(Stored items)
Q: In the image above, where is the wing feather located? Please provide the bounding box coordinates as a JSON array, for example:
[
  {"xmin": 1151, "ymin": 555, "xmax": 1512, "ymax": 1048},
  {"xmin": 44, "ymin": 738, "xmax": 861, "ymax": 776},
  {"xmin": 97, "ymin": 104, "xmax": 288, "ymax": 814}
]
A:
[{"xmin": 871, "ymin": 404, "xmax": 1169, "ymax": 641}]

* * *

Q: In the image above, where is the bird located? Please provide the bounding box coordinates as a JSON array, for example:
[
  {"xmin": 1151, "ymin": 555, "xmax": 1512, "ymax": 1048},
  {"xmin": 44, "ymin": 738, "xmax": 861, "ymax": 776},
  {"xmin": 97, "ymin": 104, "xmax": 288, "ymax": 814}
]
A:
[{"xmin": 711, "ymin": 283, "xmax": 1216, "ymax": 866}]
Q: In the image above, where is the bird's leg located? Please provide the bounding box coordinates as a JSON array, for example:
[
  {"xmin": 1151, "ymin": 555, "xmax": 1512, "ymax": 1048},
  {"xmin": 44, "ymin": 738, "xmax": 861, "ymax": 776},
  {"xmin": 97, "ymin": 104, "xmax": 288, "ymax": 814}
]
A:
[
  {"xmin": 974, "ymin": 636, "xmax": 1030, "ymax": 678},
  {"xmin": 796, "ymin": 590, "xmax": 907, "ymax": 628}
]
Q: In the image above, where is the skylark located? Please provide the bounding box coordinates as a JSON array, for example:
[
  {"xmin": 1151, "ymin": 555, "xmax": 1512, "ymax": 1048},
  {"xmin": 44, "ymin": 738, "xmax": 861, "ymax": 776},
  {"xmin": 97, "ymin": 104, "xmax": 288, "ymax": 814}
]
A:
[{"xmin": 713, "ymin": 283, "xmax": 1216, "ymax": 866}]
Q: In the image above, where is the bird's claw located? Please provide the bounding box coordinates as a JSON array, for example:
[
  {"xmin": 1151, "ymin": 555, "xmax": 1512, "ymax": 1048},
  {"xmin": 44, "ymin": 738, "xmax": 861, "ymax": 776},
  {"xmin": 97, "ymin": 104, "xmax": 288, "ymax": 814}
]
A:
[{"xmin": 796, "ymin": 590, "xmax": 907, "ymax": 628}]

Task prompt:
Find every line in the entries that includes the word "bird", then state how many there are and nothing else.

Response:
3